**TASKS**
1. In the passage on the program's principles, begin at the words "Its website states" and stop after "to share Christ.". Reproduce that span, swapping "founder" for "creator".
2. According to the passage on the program, what were residents at the organization's home in Sydney required to sign over during their stay?

**SUPPLIED TEXT**
Its website states that the founder, Nancy Alcorn, established the following three financial principles for the program:
1. Accept girls free of charge;
2. Give at least ten percent of all donations to other organizations and ministries; and
3. To not accept any state or federal funding as it interferes with the freedom to share Christ.

The program treats all disorder through faith- and prayer-based means in place of professional support and treatment. Former residents and staff have reported that the organization seized social welfare payments from residents, contradicting the first principle, and a 2009 investigation in the Sydney Morning Herald revealed that residents at the organization's home in Sydney, Australia were required to sign over their Centrelink benefits during their stay at the program. A ruling by the Australian Competition & Consumer Commission in the same year also saw the organization admit that its claim that its program included support from "psychologists, dietitians, general practitioners and counsellors" was also false, and ordered them to pay restitution to some residents affected by this practice.

==Funding==
The Mercy Multiplied website states that they are supported solely by donations from individuals, organizations and other ministries. They host fund raising events throughout the year, and invite visitors to their website to donate by becoming a financial partner or "sponsoring" a girl.

Mercy Ministries Australia was investigated by the Australian Competition & Consumer Commission (ACCC) and found to be in breach of the Trade Practices Act 1997 and guilty of "false and misleading advertising" of their services, including advertising that their program was free of charge when their clients were in fact required to sign over their government welfare benefits. The former directors were required to issue a written apology as well as undertake to partially compensate the former residents from whom they took monies.

==Program structure and content==
Mercy Multiplied state that their counseling curriculum "combines biblical principles of healing and unconditional love with best-practice clinical interventions". All treatment offered at their residential homes is faith based, aimed at removing demonic influences on the souls of the girls.

This curriculum was said to have "replaced" "Restoring the Foundations" in 2009 by one media source, and in another, was said to have been "renamed" Choices That Bring Change. This change occurred in June 2008, following revelations that "Restoring the Foundations" involved the practice of exorcism/demonic deliverance. However, as of October 27, 2012, the Mercy Ministries of America website states that "Mercy Ministries does not perform or endorse exorcisms as part of its treatment curriculum".

Modules of Restoring the Foundations, used by Mercy Multiplied until June 2008, included "salvation", "forgiveness", "godly/ungodly beliefs", "generational curses", "soul/spirit hurts" and "demonic oppression".

**DATA SECTION**
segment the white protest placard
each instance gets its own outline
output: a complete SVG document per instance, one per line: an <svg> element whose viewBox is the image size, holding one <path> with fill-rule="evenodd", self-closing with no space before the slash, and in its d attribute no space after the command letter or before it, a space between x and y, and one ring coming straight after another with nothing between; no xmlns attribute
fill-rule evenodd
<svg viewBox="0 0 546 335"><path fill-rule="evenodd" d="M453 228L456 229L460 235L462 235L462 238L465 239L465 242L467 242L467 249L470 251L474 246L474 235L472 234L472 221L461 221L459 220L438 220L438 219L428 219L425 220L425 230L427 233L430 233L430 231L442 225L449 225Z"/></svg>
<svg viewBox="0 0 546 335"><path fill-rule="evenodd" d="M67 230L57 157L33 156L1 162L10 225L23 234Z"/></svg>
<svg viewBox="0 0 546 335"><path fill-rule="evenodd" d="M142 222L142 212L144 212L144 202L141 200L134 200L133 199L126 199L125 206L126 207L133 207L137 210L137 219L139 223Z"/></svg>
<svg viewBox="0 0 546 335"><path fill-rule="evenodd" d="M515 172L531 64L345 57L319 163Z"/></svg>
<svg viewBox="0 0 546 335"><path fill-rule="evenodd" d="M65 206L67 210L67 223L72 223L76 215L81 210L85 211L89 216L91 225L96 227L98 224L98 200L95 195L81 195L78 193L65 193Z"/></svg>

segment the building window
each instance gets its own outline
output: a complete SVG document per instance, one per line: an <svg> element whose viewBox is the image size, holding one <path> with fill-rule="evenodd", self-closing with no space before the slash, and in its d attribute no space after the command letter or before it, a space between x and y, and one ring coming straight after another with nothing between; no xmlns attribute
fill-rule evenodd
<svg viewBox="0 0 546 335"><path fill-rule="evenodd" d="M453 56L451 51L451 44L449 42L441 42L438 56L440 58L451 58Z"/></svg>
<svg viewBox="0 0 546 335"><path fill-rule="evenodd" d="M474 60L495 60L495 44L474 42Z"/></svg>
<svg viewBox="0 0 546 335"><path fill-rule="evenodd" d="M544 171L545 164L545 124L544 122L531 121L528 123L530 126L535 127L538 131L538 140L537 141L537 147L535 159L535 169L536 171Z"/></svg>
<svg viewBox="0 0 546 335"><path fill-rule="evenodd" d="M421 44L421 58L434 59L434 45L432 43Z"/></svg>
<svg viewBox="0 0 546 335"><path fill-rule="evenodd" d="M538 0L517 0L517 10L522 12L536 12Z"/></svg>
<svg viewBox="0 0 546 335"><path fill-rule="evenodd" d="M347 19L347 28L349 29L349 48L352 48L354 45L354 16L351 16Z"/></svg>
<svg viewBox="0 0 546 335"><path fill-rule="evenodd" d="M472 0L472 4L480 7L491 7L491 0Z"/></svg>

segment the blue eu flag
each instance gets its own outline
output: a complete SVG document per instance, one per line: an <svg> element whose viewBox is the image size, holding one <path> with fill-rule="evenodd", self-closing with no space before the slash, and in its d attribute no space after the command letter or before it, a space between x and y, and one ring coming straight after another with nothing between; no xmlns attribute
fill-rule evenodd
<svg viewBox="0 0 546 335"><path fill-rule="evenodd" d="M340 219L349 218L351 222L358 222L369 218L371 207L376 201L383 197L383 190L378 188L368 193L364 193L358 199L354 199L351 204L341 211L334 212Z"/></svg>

**EXERCISE SOLUTIONS**
1.
Its website states that the creator, Nancy Alcorn, established the following three financial principles for the program:
1. Accept girls free of charge;
2. Give at least ten percent of all donations to other organizations and ministries; and
3. To not accept any state or federal funding as it interferes with the freedom to share Christ.

2. Their Centrelink benefits.